▶ Texte présenté:
- - -
Jean-Bernard Papi, romancier, essayiste, nouvelliste et poète

                                                La littérature est un art de combat.  

  
                                                                                                                                                      Ils sont dans le Salon du livre de Paris !
          

 
 Édition-autoédition
et lecture.

     Essai sur les modes de diffusion du livre en France.

"Celui qui ne lit pas...n'aura vécu qu'une vie : la sienne ; celui qui lit en aura vécu au moins cinq mille." Umberto Eco 
 
 
    J’entends dire dans les médias audiovisuels, et je découvre dans les journaux, que nous lisons de moins en moins en France : à peine 25% des Français lisent plusieurs livres par an. On devrait dire Françaises car les hommes lisent encore moins. Il faut les voir,  ces hommes plein de morgue dans les salons du livre faire la moue devant les éventaires, comme s’il s’agissait d’un plat indigeste. De la panse de brebis farcie peut-être ? Et cela se ressent dans le monde de l’édition : ce sont les femmes qui écrivent majoritairement, en particulier les romans, et qui éditent du moins sont responsables d'édition.  Au vu des tombereaux de livres, romans et autres, de cinq à six cents nouveautés, qui se déversent sur les rayons des librairies au cours de l’année, comment la curiosité pourrait-elle être aiguisée chez le chaland. Sauf chez les originaux qui suivent un auteur ou une collection, voire un thème. En France plus de mille éditeurs répertoriés fournissent au moins, pour les plus petits, deux ou trois livres dans l’année ; ainsi les petites ruisseaux finissent par devenir de grands fleuves.
    Nombreux sont les livres qui terminent au pilon. Une grande maison d’édition révèle que la moyenne de ses ventes pour les romans est de 700 exemplaires ; mais les tirages sont de dix mille pour gagner la confiance du lecteur, et puis, sait-on jamais, un navet peut devenir un succès s'il bénéficie d'un bon marketing. Dans le cas contraire on pilonne et rapidement. Cela se comprend, ce qui est détruit n’encombre plus l’entrepôt, en outre, si j’en crois un imprimeur, c’est déduit des impôts. Mais quel arrache cœur pour l’auteur devant la destruction de son œuvre. Il est faux de dire que ce sont les forêts qui pâtissent de cet excès de paperasse. Depuis longtemps on applique la norme scandinave qui veut que pour un arbre arraché on en replante trois. Les deux plus malingres font de la pâte à papier, celui qui reste continue sa croissance. En outre le papier provenant des livres et magazines est recyclé.
     Il n’y a pour l’instant guère de données fiables pour le livre numérique, mais s’il progresse, il le fait à petits pas. Progressera-t-il un jour aux dépens du livre papier ou viendra-t-il s’ajouter ? S’il vient s’ajouter, tant mieux ; s’il élimine le livre papier je serai le premier à m’en attrister.  Venons-en à la lecture. Lire, comme écrire, est une fonction, un attribut de l’élite. Cela a toujours été depuis les scribes de l’antiquité. Savoir lire et écrire est un ascenseur social obligé et mieux vous les maitrisez plus cela vous ouvrira d’indispensables portes ; d'où l'on déduira que l'ascenceur social "en panne" dans notre pays a peut être sa cause dans cette inculture. Imaginez votre futur patron devant votre orthographe bancal alors que vous prétendez à un poste de cadre ? Un mot sur l’Internet : là aussi si vous ne savez pas lire ou mal lire, c'est-à-dire en ânonnant péniblement, comme je l’ai entendu dans une classe de BTS agricole, vous vous contenterez des images. C'est-à-dire de l’étape la plus primaire de l'éducation;ainsi au Moyen-âge on apprenait son catéchisme avec les chemins de croix et les statuaires des cathédrales.
- - -
▶ Lignes répertoriées:
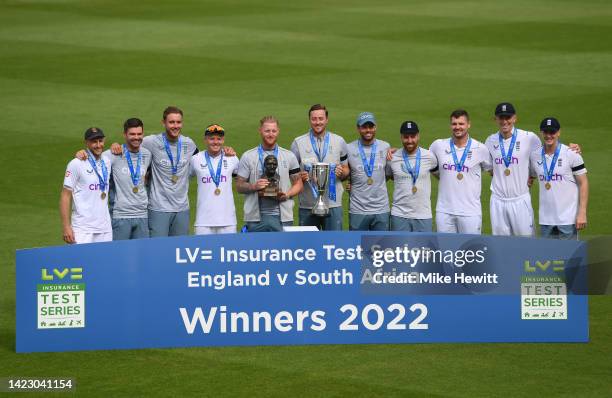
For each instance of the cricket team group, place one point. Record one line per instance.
(139, 188)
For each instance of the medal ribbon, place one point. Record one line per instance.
(321, 157)
(102, 179)
(507, 158)
(260, 152)
(548, 172)
(134, 174)
(368, 168)
(215, 176)
(414, 173)
(178, 153)
(315, 148)
(459, 164)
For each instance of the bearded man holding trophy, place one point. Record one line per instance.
(268, 176)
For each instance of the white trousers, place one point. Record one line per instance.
(92, 237)
(512, 217)
(227, 229)
(450, 223)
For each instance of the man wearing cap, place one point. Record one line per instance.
(129, 198)
(262, 212)
(369, 201)
(86, 191)
(461, 160)
(321, 146)
(564, 187)
(215, 211)
(410, 169)
(510, 148)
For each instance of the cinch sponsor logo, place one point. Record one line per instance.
(555, 177)
(501, 160)
(452, 167)
(208, 180)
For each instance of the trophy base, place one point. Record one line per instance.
(270, 193)
(320, 212)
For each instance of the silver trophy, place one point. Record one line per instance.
(319, 176)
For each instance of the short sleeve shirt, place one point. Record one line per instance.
(456, 196)
(130, 204)
(89, 210)
(368, 198)
(165, 195)
(214, 210)
(559, 204)
(514, 184)
(406, 202)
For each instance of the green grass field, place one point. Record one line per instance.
(67, 65)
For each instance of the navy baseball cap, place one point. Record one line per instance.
(365, 117)
(214, 129)
(93, 133)
(409, 127)
(505, 109)
(550, 125)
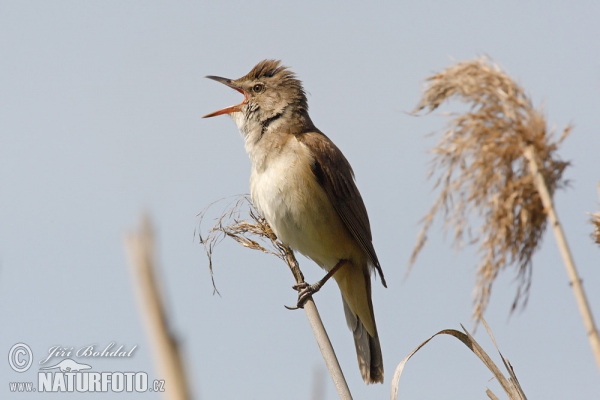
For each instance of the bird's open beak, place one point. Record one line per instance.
(230, 109)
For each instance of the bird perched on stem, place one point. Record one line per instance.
(304, 187)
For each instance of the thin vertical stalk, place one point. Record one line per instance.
(320, 333)
(140, 252)
(575, 280)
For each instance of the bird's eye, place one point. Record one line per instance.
(258, 88)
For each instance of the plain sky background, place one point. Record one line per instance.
(100, 119)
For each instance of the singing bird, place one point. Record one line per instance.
(304, 187)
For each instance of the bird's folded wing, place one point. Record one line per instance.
(335, 175)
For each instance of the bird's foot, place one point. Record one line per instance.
(305, 292)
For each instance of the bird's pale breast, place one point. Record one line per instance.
(287, 193)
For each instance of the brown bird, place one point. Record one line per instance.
(304, 187)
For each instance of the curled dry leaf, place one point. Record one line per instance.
(510, 385)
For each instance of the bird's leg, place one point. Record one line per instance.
(305, 290)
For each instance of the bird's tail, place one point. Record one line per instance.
(368, 349)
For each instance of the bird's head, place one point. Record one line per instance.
(269, 90)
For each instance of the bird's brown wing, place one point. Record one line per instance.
(335, 175)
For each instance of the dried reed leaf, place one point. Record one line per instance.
(233, 223)
(510, 385)
(481, 172)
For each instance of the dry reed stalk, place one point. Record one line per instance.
(481, 172)
(258, 235)
(510, 385)
(595, 220)
(167, 358)
(499, 162)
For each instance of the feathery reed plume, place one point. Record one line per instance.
(510, 385)
(595, 220)
(481, 171)
(258, 235)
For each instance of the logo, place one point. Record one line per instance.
(68, 375)
(20, 357)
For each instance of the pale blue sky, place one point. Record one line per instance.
(100, 119)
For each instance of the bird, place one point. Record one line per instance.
(304, 187)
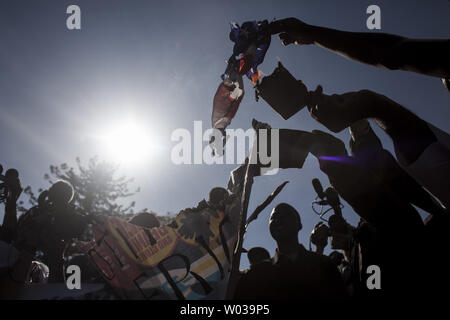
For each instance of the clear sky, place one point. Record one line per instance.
(159, 63)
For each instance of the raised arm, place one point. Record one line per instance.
(426, 56)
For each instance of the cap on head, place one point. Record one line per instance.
(284, 222)
(287, 209)
(61, 192)
(257, 255)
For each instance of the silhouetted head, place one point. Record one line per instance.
(257, 255)
(336, 258)
(446, 82)
(60, 193)
(284, 222)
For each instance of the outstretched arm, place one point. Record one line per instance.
(409, 133)
(384, 50)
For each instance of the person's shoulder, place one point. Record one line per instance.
(319, 258)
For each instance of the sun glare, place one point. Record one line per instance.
(128, 143)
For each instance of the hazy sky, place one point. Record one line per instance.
(160, 62)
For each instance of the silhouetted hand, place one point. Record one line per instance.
(339, 111)
(292, 30)
(326, 145)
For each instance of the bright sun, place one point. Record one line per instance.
(128, 143)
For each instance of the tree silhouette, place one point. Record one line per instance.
- - -
▶ Travail à faire:
(1) Parmi les lignes répertoriées, recopiez à l'identique celles qui vont de la ligne contenant « For each instance of the logo, place » jusqu'à la dernière ligne répertoriée, ces deux bornes incluses. Laissez les images hors de votre réponse.
(2) Poursuivez l'essai sur l'édition, l'autoédition et la lecture en France à la suite de sa dernière phrase.

▶ Réponses attendues:
(1)
For each instance of the logo, place one point. Record one line per instance.
(68, 375)
(20, 357)
For each instance of the pale blue sky, place one point. Record one line per instance.
(100, 119)
For each instance of the bird, place one point. Record one line per instance.
(304, 187)
For each instance of the clear sky, place one point. Record one line per instance.
(159, 63)
For each instance of the raised arm, place one point. Record one line per instance.
(426, 56)
For each instance of the cap on head, place one point. Record one line per instance.
(284, 222)
(287, 209)
(61, 192)
(257, 255)
For each instance of the silhouetted head, place one point. Record one line per instance.
(257, 255)
(336, 258)
(446, 82)
(60, 193)
(284, 222)
For each instance of the outstretched arm, place one point. Record one line per instance.
(409, 133)
(384, 50)
For each instance of the person's shoulder, place one point. Record one line per instance.
(319, 258)
For each instance of the sun glare, place one point. Record one line per instance.
(128, 143)
For each instance of the hazy sky, place one point. Record one line per instance.
(160, 62)
For each instance of the silhouetted hand, place one point. Record one line per instance.
(339, 111)
(292, 30)
(326, 145)
For each instance of the bright sun, place one point. Record one line per instance.
(128, 143)
For each instance of the tree silhouette, place one point. Record one line per instance.

(2)
    
 Avant la suppression du service national, les armées faisaient passer un teste de connaissances basiques portant sur une courte dictée (cinq lignes) et la résolution des quatre opérations (addition, soustraction, division, multiplication) aux recrues fraichement incorporées. Nombre d’individus réformés avant l’incorporation dont les P4 (psychologiquement instables), naturellement, ne passaient pas ce test. Rien de compliqué car on se limitait à des nombres à deux chiffres. De 15 à 20 % des conscrits (dits semi-illettrés) butaient sur les quatre opérations et faisaient plus de cinq fautes dans la dictée pourtant très simple, et 5 % étaient totalement illettrés. Est-il imaginable que ces jeunes gens aient atteint, depuis, dans le monde du travail, les postes enviables qui les amèneront au moins au niveau de la classe moyenne ? Certainement pas. Notons aussi que ces scores n'ont guère évolué depuis, il suffit de lire ce qui s'écrit dans les forums d'internet..
   Un paradoxe bien connu, et peu encourageant pour l’illettré, veut que si vous confiez mille machines à écrire à mille singes pendant mille ans, ils ne produiront pas un chapitre de Marcel Proust, pas même une page de la bible ou du Coran. Et pas non plus un algorithme de Facebook. Même si on envisage aujourd’hui, selon Idriss Aberkane, des algorithmes évolutifs, qui s’auto-corrigent, ils ne le feront que dans la limite de leur propre savoir. On peut résoudre des équations compliquées à l’aide d’un ordinateur, on ne lui fera pas écrire sans aide une page de Camus ou de Racine, ni même déclamer comme Fabrice Luccini. Donc inutile de compter sur le hasard de la frappe pour produire l’œuvre de sa vie. Lire et écrire n’appartient qu’aux humains, c’est un lien essentiel entre les générations. Ecrire est une production personnelle unique, un travail identique au peintre, au compositeur.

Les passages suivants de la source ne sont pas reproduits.